## WORK INSTRUCTION
Filter the entries for the word "action". Copy each line that has it.

## DATASET EXCERPTS
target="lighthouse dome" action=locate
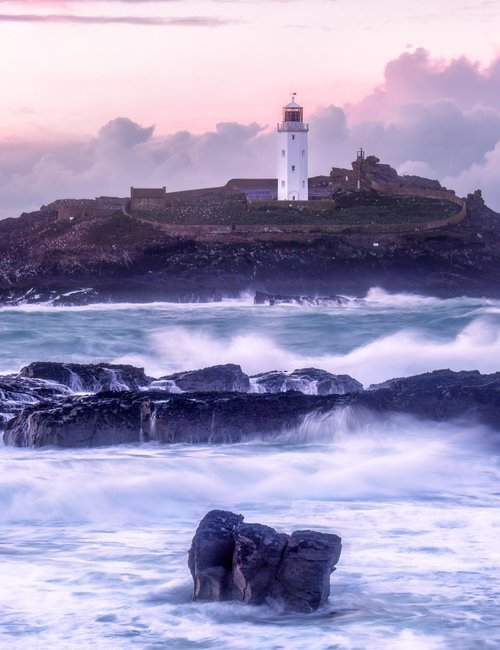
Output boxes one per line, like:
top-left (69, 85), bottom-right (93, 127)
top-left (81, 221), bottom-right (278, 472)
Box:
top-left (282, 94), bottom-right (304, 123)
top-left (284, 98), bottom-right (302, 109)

---

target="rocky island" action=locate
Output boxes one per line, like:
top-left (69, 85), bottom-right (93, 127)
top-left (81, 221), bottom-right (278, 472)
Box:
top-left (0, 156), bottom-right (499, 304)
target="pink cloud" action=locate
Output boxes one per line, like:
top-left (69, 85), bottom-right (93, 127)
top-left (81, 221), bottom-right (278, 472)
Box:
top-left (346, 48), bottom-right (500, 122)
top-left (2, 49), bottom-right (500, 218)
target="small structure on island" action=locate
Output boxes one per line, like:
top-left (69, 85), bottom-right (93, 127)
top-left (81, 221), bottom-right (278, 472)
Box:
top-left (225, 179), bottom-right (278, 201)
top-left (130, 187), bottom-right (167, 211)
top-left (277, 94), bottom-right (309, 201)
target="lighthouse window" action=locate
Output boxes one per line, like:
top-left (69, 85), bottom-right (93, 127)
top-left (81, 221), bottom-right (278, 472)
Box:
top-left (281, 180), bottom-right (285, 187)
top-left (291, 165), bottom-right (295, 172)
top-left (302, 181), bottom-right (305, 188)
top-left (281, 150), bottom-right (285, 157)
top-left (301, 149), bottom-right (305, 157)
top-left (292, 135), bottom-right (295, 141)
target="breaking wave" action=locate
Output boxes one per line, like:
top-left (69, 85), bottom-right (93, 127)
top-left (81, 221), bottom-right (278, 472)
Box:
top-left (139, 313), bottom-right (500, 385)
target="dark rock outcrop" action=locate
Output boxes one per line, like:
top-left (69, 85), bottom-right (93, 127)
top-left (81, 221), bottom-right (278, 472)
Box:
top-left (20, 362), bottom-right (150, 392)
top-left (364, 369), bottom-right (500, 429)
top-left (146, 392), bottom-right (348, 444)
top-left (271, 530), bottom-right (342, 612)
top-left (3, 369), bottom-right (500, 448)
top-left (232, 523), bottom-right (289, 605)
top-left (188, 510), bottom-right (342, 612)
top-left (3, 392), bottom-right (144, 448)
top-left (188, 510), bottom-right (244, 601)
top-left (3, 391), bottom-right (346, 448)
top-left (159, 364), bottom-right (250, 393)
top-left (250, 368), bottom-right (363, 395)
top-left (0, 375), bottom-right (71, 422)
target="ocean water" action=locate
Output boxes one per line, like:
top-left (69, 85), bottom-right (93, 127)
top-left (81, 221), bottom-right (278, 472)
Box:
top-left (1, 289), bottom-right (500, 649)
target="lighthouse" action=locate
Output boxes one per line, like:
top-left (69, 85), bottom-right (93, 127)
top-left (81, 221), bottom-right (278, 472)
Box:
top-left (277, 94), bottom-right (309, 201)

## SOLUTION TO THIS PROBLEM
target="lighthouse dome" action=locate
target="rocky island" action=locate
target="pink cloud" action=locate
target="small structure on island" action=locate
target="lighthouse window" action=locate
target="breaking wave" action=locate
target="dark rock outcrop" action=locate
target="ocean water" action=locate
target="lighthouse" action=locate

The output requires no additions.